**Enunciado:** No trecho sobre TDAH e risco cardiovascular, reescreva em forma de lista o parágrafo iniciado por "A conclusão clínica lógica", preservando seus fatos principais.

**Trecho:**
Agora podemos montar o quebra-cabeça completo e colocar o risco cardiovascular em seu devido contexto.

Sabemos que:

  1. O TDAH em si aumenta o risco de DCV (o “Primeiro Impacto”).
  2. O tratamento medicamentoso de longo prazo pode adicionar um risco de hipertensão (o “Segundo Impacto”).
  3. No entanto, este mesmo tratamento reduz drasticamente o risco de morte prematura.

A conclusão clínica lógica que emerge desta síntese é clara: o benefício do tratamento em reduzir o risco de mortalidade imediato e significativo supera em muito o risco potencial, gerenciável e de longo prazo de DCV. Podemos usar a analogia do cinto de segurança. Embora seja teoricamente possível que, em um cenário extremamente raro, um cinto de segurança possa prender alguém em um carro em chamas, seu benefício em prevenir a morte e ferimentos graves em acidentes comuns é tão esmagador que a decisão de usá-lo é óbvia e inquestionável. Da mesma forma, o tratamento do TDAH é a estratégia de segurança primária. A gestão do risco cardiovascular não é uma razão para evitar o tratamento, mas sim uma tarefa a ser realizada em paralelo com ele.

[Registros de um conjunto de dados]
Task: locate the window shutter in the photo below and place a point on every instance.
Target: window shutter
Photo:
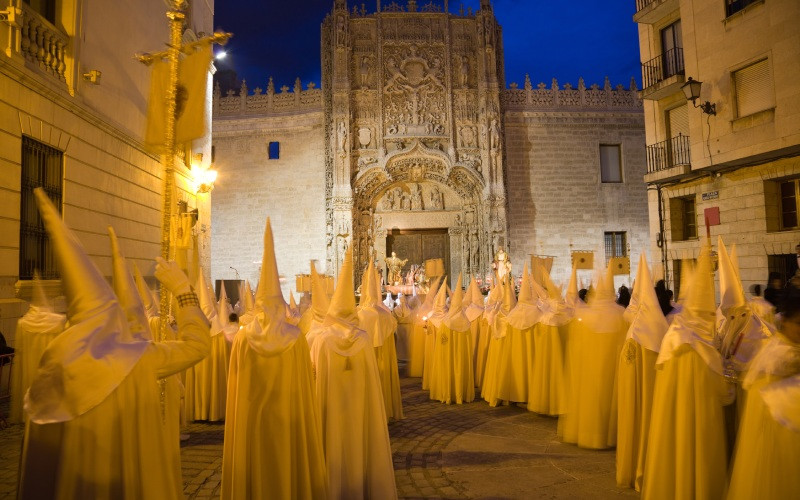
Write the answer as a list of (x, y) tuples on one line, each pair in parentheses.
[(678, 119), (753, 89)]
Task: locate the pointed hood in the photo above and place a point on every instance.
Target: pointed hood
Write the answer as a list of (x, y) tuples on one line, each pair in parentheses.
[(456, 320), (439, 310), (373, 316), (270, 333), (474, 301), (149, 300), (694, 324), (526, 313), (525, 288), (341, 332), (554, 309), (648, 324), (127, 294), (343, 303), (424, 311), (736, 326), (82, 366), (40, 318)]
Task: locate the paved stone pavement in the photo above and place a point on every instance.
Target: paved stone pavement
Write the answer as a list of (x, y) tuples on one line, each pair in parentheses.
[(440, 451)]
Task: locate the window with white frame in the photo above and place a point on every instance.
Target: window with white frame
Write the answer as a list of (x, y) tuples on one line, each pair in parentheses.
[(753, 88), (610, 163)]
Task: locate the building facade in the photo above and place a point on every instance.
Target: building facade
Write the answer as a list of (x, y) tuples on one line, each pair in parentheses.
[(414, 144), (73, 103), (735, 167)]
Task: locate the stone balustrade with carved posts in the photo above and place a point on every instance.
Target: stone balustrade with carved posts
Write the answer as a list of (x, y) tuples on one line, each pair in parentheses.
[(41, 43), (569, 98), (268, 103)]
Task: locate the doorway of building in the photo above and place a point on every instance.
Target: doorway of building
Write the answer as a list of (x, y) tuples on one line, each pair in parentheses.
[(418, 245)]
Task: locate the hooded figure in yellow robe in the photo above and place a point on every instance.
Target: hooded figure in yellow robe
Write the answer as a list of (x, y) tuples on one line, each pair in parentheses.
[(498, 329), (515, 364), (547, 381), (379, 323), (493, 303), (93, 405), (636, 378), (452, 380), (604, 329), (35, 330), (419, 332), (434, 321), (206, 381), (405, 323), (355, 435), (686, 448), (273, 437), (768, 444), (312, 319)]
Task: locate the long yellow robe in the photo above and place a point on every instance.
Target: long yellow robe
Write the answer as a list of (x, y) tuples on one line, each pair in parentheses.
[(206, 383), (546, 386), (636, 382), (768, 444), (118, 449), (356, 440), (452, 380), (686, 456), (273, 437)]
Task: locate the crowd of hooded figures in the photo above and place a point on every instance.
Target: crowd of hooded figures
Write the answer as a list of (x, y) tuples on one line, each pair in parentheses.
[(701, 400)]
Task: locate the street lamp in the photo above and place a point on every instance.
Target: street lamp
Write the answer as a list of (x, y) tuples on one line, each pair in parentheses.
[(691, 89)]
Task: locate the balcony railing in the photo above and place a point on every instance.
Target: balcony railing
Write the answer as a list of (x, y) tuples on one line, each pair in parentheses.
[(668, 154), (657, 69), (641, 4), (41, 43)]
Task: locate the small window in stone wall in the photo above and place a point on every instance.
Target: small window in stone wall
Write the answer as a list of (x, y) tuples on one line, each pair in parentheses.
[(610, 163), (683, 218), (790, 193), (274, 150)]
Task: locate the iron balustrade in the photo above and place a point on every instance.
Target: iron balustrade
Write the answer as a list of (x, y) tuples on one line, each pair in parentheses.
[(42, 166), (641, 4), (659, 68), (668, 154)]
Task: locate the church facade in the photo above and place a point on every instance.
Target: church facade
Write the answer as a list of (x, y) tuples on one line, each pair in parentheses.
[(414, 144)]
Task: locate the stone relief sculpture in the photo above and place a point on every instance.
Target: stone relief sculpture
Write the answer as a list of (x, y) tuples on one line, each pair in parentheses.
[(437, 199)]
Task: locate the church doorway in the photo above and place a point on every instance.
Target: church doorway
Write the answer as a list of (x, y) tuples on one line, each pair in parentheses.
[(418, 245)]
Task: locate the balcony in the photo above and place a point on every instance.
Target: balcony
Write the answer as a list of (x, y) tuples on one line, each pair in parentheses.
[(651, 11), (663, 75), (668, 160), (36, 41)]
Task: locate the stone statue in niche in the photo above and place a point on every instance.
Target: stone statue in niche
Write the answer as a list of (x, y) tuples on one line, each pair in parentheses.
[(364, 137), (494, 137), (464, 76), (416, 197), (437, 199), (388, 201), (397, 201), (467, 137), (342, 132), (365, 69)]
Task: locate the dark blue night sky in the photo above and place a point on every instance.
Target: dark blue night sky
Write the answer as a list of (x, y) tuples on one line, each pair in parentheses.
[(563, 39)]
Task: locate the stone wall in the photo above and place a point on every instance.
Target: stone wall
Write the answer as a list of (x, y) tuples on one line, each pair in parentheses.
[(251, 187), (555, 198)]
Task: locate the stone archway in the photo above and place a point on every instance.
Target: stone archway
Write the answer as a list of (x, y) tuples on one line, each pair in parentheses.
[(419, 188)]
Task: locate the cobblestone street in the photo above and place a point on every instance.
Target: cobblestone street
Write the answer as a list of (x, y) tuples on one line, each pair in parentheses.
[(440, 451)]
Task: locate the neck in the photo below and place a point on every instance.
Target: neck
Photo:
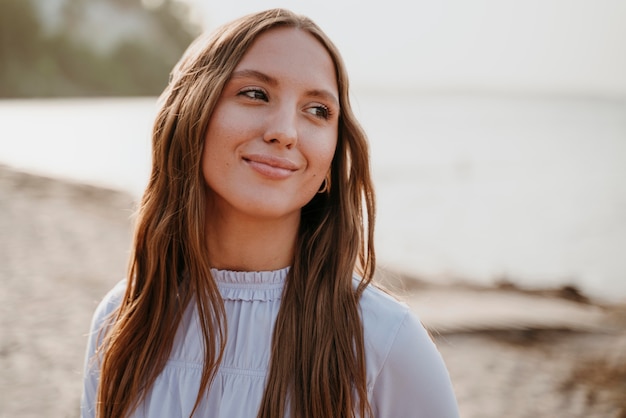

**Sua resposta:**
- O benefício do tratamento em reduzir o risco de mortalidade, imediato e significativo, supera em muito o risco de DCV, que é potencial, gerenciável e de longo prazo.
- Analogia do cinto de segurança: num cenário extremamente raro, ele poderia prender alguém em um carro em chamas. Ainda assim, seu benefício em prevenir morte e ferimentos graves em acidentes comuns é tão grande que usá-lo é uma decisão óbvia.
- Da mesma forma, o tratamento do TDAH é a estratégia de segurança primária.
- A gestão do risco cardiovascular não é motivo para evitar o tratamento. Ela deve ser feita em paralelo com ele.